As a visiting angler to all of my fishing destinations for migratory fish my tactics are largely dictated to me by the weather leading up to my arrival, as I arrive and shortly thereafter.
Now by and large I'm more a sea trouter than salmon angler but I'll tend to take a spinning rod, some spinners and some bait hooks and ball weights just in case I'm browned off.
On the three occasions I've worm fished (without any takes I might add) I always stepped and moved - much like fishing a fly down a pool.
What irks most of all as a visiting angler are the local middle-to-old aged coarse fishing local b@stards who have their deckchairs out and sit, arrogantly defiant on being on the best pool without a hint of what could be remotely described as sportsmanship.
On the Wnion/Mawdacch it's maddening to see these guys encamped on Little Pill or the Pill. Or above Cenarth Falls on the Teifi (wish they'd stop the sale of rod caught salmon here but you might as well try to stop the moon from rising).
I have no problem with bait fishermen who practise C&R in, perhaps using circle hooks etc but it's the coarse-fishing mentality that accompany's it which does my head in.
Spinning can be fun sometimes and, if I take last year's trip to the S.Tyne as an example, saved a blank and I witnessed at close hand the largest salmon I'd had the pleasure to touch but taken on a flying C.
We'd flogged the water white on fly up until that point over three days.

■ **Tasks**:
• A. In the angling post, on what lure was the largest salmon the writer had touched taken?
• B. From the angling post, transcribe word for word the part that begins with the words containing "Now by and large" and ends with "moon from rising).".

■ **Dataset extract**:

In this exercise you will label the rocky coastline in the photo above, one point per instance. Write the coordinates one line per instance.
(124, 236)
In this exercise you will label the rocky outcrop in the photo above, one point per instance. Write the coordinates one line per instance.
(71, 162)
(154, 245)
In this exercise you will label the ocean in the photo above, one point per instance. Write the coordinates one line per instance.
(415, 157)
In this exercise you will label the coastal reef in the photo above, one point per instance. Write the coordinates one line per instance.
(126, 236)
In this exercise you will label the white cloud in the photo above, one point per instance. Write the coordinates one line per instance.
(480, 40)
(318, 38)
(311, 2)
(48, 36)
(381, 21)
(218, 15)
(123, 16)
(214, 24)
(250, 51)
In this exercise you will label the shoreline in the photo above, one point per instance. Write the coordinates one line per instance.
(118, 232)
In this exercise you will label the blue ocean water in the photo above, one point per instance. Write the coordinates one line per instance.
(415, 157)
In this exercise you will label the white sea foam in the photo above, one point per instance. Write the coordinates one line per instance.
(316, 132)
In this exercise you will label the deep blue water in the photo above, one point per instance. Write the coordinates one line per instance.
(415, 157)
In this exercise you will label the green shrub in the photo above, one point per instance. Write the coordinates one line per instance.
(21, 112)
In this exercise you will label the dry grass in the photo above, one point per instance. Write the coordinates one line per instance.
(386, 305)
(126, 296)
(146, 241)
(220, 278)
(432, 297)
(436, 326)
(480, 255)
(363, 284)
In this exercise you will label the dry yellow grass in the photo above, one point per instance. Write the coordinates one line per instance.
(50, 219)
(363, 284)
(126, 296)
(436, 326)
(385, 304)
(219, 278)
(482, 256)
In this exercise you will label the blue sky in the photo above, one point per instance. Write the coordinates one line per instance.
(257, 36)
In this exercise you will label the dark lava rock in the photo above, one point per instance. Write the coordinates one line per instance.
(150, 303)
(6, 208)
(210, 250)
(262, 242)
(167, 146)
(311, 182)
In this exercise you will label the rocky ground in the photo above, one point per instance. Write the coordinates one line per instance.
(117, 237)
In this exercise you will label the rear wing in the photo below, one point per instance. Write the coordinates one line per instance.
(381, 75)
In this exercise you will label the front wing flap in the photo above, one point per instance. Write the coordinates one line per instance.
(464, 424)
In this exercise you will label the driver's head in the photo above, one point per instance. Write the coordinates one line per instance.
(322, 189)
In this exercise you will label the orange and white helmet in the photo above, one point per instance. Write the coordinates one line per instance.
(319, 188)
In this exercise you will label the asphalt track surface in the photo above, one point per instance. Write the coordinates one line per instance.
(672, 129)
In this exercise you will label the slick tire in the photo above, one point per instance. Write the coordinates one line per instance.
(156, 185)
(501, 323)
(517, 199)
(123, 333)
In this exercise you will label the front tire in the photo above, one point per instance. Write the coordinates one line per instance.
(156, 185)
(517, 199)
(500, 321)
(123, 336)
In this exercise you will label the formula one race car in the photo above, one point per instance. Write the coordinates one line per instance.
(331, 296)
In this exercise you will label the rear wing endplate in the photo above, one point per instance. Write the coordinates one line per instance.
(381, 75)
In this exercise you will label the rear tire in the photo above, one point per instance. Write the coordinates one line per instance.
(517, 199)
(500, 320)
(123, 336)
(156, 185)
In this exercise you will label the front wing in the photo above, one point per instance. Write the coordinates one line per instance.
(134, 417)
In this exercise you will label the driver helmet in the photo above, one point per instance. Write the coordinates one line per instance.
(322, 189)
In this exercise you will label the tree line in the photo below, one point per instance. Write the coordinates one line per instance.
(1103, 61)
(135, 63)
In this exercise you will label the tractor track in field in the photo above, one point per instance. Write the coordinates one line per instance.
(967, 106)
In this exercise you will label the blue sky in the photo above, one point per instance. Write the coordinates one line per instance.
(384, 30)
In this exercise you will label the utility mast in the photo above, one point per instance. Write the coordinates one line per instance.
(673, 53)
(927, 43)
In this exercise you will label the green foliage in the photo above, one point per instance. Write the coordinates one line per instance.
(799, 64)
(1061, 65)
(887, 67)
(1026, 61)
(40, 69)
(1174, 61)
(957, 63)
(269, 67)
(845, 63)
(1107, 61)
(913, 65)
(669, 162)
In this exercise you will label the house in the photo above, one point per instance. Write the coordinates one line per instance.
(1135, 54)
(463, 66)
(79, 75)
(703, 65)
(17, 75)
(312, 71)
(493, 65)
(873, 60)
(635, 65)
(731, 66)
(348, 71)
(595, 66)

■ **Correct answers**:
• A. A flying C.

• B.
Now by and large I'm more a sea trouter than salmon angler but I'll tend to take a spinning rod, some spinners and some bait hooks and ball weights just in case I'm browned off.
On the three occasions I've worm fished (without any takes I might add) I always stepped and moved - much like fishing a fly down a pool.
What irks most of all as a visiting angler are the local middle-to-old aged coarse fishing local b@stards who have their deckchairs out and sit, arrogantly defiant on being on the best pool without a hint of what could be remotely described as sportsmanship.
On the Wnion/Mawdacch it's maddening to see these guys encamped on Little Pill or the Pill. Or above Cenarth Falls on the Teifi (wish they'd stop the sale of rod caught salmon here but you might as well try to stop the moon from rising).